**DIRECTIVE**.
Go through the entries below and retype them exactly, omitting each picture.

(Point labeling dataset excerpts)
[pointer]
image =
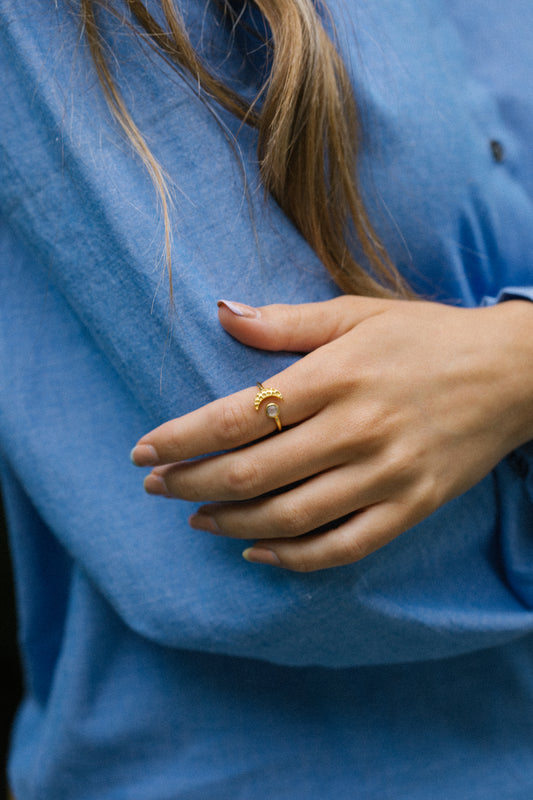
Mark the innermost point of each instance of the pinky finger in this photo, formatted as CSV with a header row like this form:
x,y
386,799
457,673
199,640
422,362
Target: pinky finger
x,y
366,531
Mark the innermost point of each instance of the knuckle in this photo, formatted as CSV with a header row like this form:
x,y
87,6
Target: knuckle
x,y
243,478
233,424
290,520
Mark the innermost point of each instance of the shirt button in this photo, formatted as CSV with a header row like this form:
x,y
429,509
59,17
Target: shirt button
x,y
498,153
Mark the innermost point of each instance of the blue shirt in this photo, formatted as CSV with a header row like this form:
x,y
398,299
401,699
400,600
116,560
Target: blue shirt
x,y
158,663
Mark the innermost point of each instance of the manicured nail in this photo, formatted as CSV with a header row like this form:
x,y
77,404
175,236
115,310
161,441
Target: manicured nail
x,y
260,555
204,522
154,484
144,455
239,309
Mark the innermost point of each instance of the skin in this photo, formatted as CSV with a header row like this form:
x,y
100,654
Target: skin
x,y
398,407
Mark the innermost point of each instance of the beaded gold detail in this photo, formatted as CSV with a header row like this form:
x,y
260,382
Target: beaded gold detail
x,y
272,409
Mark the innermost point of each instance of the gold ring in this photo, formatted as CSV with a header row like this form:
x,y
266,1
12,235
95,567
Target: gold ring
x,y
272,409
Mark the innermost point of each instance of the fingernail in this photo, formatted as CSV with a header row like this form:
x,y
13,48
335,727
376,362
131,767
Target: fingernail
x,y
260,555
144,455
239,309
204,522
154,484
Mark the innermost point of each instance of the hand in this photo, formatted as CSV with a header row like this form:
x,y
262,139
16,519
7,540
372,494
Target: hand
x,y
398,407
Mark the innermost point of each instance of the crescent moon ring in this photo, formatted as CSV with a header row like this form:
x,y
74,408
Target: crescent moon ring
x,y
272,409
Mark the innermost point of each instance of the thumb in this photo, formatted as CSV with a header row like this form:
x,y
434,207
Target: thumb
x,y
297,328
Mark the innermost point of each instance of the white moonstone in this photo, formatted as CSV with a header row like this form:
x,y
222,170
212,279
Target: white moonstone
x,y
272,410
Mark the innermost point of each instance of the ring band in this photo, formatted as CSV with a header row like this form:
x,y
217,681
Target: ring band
x,y
272,409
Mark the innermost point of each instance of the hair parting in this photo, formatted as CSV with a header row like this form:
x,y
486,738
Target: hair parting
x,y
307,123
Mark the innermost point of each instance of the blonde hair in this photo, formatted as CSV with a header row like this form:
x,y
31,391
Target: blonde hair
x,y
308,131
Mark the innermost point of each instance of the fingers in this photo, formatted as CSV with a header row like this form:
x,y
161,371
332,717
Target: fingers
x,y
250,472
233,421
297,328
366,531
306,507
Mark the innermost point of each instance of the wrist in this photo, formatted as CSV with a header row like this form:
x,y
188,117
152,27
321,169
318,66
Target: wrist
x,y
510,340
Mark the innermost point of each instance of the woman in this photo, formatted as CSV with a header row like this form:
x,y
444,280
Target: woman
x,y
158,662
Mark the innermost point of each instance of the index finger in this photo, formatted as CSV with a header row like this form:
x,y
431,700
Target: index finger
x,y
225,424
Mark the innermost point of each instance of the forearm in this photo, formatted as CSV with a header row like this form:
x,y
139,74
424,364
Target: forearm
x,y
512,360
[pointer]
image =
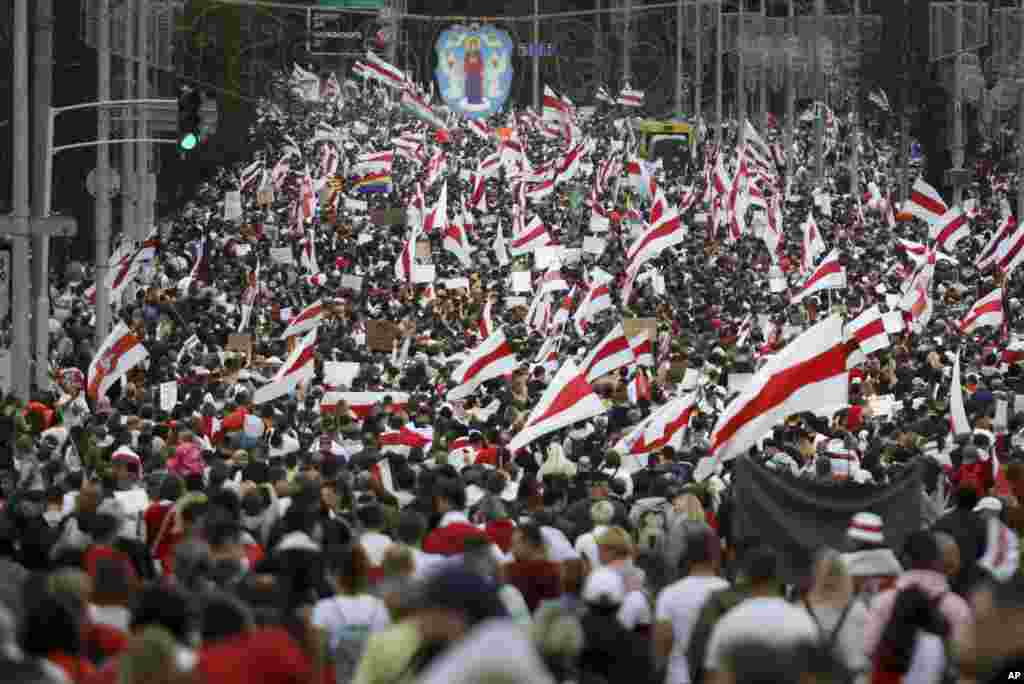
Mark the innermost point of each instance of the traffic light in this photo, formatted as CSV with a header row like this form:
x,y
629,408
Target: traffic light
x,y
189,122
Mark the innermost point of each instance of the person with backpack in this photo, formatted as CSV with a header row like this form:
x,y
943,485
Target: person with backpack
x,y
352,614
924,558
833,604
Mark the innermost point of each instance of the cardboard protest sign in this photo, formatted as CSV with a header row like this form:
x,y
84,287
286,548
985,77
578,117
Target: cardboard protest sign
x,y
381,335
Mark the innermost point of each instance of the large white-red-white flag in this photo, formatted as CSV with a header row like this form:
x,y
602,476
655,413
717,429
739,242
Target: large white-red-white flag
x,y
569,398
300,367
492,358
809,374
611,353
986,311
828,275
120,352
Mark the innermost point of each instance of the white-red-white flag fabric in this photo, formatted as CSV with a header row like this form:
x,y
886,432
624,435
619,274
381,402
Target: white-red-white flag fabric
x,y
611,353
492,358
828,275
307,319
987,311
568,399
120,352
809,374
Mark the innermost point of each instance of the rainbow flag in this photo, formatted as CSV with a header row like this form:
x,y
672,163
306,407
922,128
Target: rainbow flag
x,y
373,182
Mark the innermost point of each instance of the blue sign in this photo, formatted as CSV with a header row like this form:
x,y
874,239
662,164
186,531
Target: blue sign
x,y
474,70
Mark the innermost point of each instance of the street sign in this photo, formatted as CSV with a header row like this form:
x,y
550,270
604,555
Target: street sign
x,y
114,182
333,34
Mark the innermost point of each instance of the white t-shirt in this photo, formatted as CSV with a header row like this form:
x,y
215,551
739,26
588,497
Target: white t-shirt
x,y
343,615
771,621
680,604
376,545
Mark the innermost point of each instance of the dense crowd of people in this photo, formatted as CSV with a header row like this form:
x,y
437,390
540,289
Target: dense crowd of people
x,y
185,523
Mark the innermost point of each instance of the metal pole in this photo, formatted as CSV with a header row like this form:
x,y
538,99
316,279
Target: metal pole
x,y
628,43
791,92
143,207
42,92
740,75
129,176
719,67
855,110
679,57
819,85
958,107
20,284
537,56
764,68
102,206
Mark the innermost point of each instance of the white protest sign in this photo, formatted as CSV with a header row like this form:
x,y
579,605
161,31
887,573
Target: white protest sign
x,y
349,282
424,273
521,282
594,245
282,254
232,206
340,374
168,395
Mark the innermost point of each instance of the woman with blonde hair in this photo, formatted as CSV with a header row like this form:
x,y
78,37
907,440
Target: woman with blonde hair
x,y
841,618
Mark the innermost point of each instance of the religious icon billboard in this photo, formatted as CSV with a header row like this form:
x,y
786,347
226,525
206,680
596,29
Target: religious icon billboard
x,y
474,70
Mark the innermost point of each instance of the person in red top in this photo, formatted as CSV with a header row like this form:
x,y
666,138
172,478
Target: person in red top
x,y
537,578
449,538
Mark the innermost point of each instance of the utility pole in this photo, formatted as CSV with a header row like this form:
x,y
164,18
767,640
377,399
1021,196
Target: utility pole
x,y
741,75
719,67
146,196
958,108
855,109
102,207
628,44
819,84
20,286
791,92
537,56
129,179
42,94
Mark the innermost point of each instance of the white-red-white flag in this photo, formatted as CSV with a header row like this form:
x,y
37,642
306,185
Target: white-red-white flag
x,y
809,374
299,368
611,353
119,353
926,203
828,275
986,311
569,398
309,318
492,358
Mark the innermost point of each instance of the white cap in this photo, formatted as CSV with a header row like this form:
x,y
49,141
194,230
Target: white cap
x,y
604,586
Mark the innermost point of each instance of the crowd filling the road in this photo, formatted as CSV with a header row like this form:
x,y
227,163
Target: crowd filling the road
x,y
413,398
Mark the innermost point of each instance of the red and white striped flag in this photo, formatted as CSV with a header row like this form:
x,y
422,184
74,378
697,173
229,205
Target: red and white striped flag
x,y
309,318
926,203
492,358
949,229
868,331
299,368
611,353
568,399
808,374
379,70
119,353
828,275
643,348
986,311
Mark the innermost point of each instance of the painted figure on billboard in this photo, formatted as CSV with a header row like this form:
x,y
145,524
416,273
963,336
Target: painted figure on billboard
x,y
474,70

**COMPLETED TASK**.
[pointer]
image =
Mark the innermost point of each instance of the pinky finger in this photo, formatted as CSV with a header row like this form:
x,y
386,799
457,673
199,640
422,362
Target: pinky finger
x,y
366,531
Mark the innermost point of each instance of the knuckle in this photo, formatted as CSV with a header row like this form:
x,y
87,6
Target: knuckle
x,y
243,478
233,424
290,520
Mark the innermost point of each instance of the shirt button in this photo, formatted as CSV with a header row like this form:
x,y
429,509
59,17
Target: shirt button
x,y
498,153
Mark the innermost point of each instance of the blue shirt in this photo, formatted as CSV with a header row like this form:
x,y
398,299
401,699
400,600
116,560
Target: blue shirt
x,y
158,663
Mark the innermost point of each instance of the manicured nail in this photo, formatted as CSV with a header row like this form:
x,y
77,404
175,236
115,310
161,441
Target: manicured nail
x,y
260,555
204,522
154,484
144,455
239,309
Mark the innermost point of each instance of the skin in this photo, formatted as CSV with a header row like this form:
x,y
100,654
Target: skin
x,y
398,407
Mark the innermost point of each instance of the beaded gold detail in this photo, formatted as CSV with a header row like this form:
x,y
260,382
Target: beaded gold detail
x,y
272,409
Mark the innermost point of each instance of the gold ring in this photo, formatted as CSV with a header row like this form:
x,y
266,1
12,235
95,567
Target: gold ring
x,y
272,409
Mark the innermost point of each instance of the fingernail in this photo, formatted as CSV with a header row like this form:
x,y
13,48
335,727
376,362
131,767
Target: fingernail
x,y
260,555
144,455
239,309
204,522
154,484
Mark the innermost point of each instance of the hand in this photo, formatted as CSV with a header row like this form:
x,y
262,139
16,519
7,540
372,494
Target: hand
x,y
398,407
Mark the innermost point of each instance of the crescent moon ring in this photo, formatted as CSV with a header row like this form:
x,y
74,408
Target: crescent moon ring
x,y
272,409
Mark the innermost point of each instance of the thumb in this photo, formatted as CSV with a header row like this form:
x,y
434,207
Target: thumb
x,y
297,328
Mark the innermost point of each instance of the white moonstone in this photo, formatted as CSV with a header row like this form:
x,y
222,170
212,279
Target: white moonstone
x,y
272,410
Mark the innermost point of each instance of the ring band in this photo, formatted as CSV with a header row like this form:
x,y
217,681
Target: ring band
x,y
272,409
Mark the innermost point of each instance of the hair parting in this photo, formatted as CSV with a header row like this form:
x,y
486,738
Target: hair parting
x,y
307,123
Mark the innermost point of each instance of the blonde hair in this photo, formatted as CSV with a header row like this form:
x,y
31,391
Target: blonde hair
x,y
308,131
Mark the innermost point of each instance of the fingers in this photo, formatted as CSV with a header row like this form:
x,y
161,371
332,717
Target: fingers
x,y
250,472
233,421
297,328
366,531
306,507
Mark the innermost point of each instance of the wrist in this photo, formatted as CSV with a header row like this form:
x,y
188,117
152,27
321,169
318,66
Target: wrist
x,y
510,340
Mark the innermost point of each instance of the woman in this photo, formatted as CSV with a header row like this form:
x,y
444,280
Target: woman
x,y
158,662
Mark the innermost point of each instance of the index finger in this photo, formatted as CSV with a header row like this form:
x,y
431,700
Target: index finger
x,y
225,424
Mark the innermost point of each instance of the forearm in this photo, formatted as CSV with a header row like this form:
x,y
139,74
424,364
Target: forearm
x,y
512,360
[pointer]
image =
Mark the innermost point of each instance of the traffic light in this photo, formatted as CSV with a header row like this form:
x,y
629,408
Target: traffic light
x,y
189,122
Mark the innermost point of each instance of the person with backpack in this photo, formatted as CSV with a header row like this form:
x,y
943,485
Target: person with backpack
x,y
352,614
924,558
833,604
Mark the innermost point of each instance of the cardboard protest sign in this photo, formatted as CSV with a header row like this form:
x,y
84,287
286,548
985,77
578,117
Target: cardboard protest sign
x,y
381,335
Mark the innermost point of each instance of the large white-red-white flag in this photo, formatted as CSV with a header row like this form:
x,y
602,476
655,413
717,429
739,242
Target: large white-red-white flag
x,y
569,398
300,367
492,358
809,374
611,353
986,311
828,275
120,352
Mark the innermost point of each instance of the white-red-white flag fabric in this photo, formatted as CSV with a header row like this form:
x,y
886,432
624,435
619,274
381,402
Target: white-red-white flag fabric
x,y
611,353
492,358
828,275
307,319
987,311
568,399
120,352
809,374
Mark the innermost point of each instance of the rainbow flag in this photo, formatted as CSV with a header row like this form:
x,y
672,163
306,407
922,128
Target: rainbow flag
x,y
373,182
Mark the innermost point of each instance of the blue sign in this photo, formatted as CSV with a header row like this form:
x,y
874,239
662,164
186,531
Target: blue sign
x,y
474,70
Mark the innermost point of each instance of the street sign in this photo, formatted as CSV with a header row like this form:
x,y
550,270
604,555
Target: street sign
x,y
114,182
333,34
Mark the innermost point of each instance of the white t-shirt in this photo, formatted as CSV with a header row like this form:
x,y
215,551
739,26
588,497
Target: white t-shirt
x,y
343,615
771,621
680,604
376,545
Mark the innermost point of each instance of the dense crowd of people in this photo, formatted as CSV with a header row like this form:
x,y
437,390
540,289
Target: dense crowd of people
x,y
185,523
Mark the innermost point of each instance of the metal pole in this photo, formatted as CSV with a header row like this form:
x,y
538,99
316,279
Target: metal pole
x,y
628,43
791,92
143,207
42,92
740,75
129,176
719,67
855,110
679,57
819,85
958,107
20,284
537,56
764,68
102,206
Mark the innermost point of each instance of the white protest sign in this photo, formatted as CSV with a header row like this form:
x,y
579,605
161,31
887,573
Target: white protest sign
x,y
349,282
424,273
521,282
594,245
282,254
232,206
340,374
168,395
Mark the innermost point of each instance of the woman with blonde hair in this photo, formatted as CSV with a header row like this form:
x,y
78,37
907,440
Target: woman with blonde hair
x,y
841,618
Mark the innermost point of each instance of the religious icon billboard in this photo, formatted as CSV with a header row like this form:
x,y
786,347
226,525
206,680
596,29
Target: religious icon billboard
x,y
474,70
Mark the innermost point of each instance of the person in red top in this photo, formatted as CSV with a header row like this form:
x,y
666,138
172,478
Target: person in red top
x,y
537,578
449,538
Mark the innermost point of each instance of the utility pole in this photo, formatted as CSV with a header row like this form:
x,y
164,18
767,640
377,399
1021,196
Target: utility pole
x,y
741,75
719,67
146,196
958,108
855,109
102,207
628,44
819,84
20,286
791,92
537,56
129,179
42,94
Mark the innermost point of each instance of the white-red-white flag in this photo, formatted as CSV with a header row like this form:
x,y
37,642
306,185
Target: white-red-white flag
x,y
809,374
299,368
611,353
119,353
926,203
828,275
986,311
569,398
309,318
492,358
Mark the innermost point of each instance of the white cap in this photo, formatted as CSV with a header row like this form:
x,y
49,141
194,230
Target: white cap
x,y
604,586
Mark the innermost point of each instance of the crowd filling the road in this photo, formatted as CSV with a header row like this form:
x,y
227,163
Target: crowd filling the road
x,y
413,398
Mark the innermost point of each instance of the red and white striped flag in this photo, formatted as CSV with a header row like this form:
x,y
422,184
74,378
697,173
229,205
Target: red and white striped flag
x,y
309,318
926,203
492,358
949,229
868,331
299,368
611,353
568,399
808,374
379,70
119,353
828,275
643,348
986,311
Mark the innermost point of each instance of the painted figure on billboard in this photo, formatted as CSV with a header row like this form:
x,y
145,524
416,273
963,336
Target: painted figure on billboard
x,y
474,70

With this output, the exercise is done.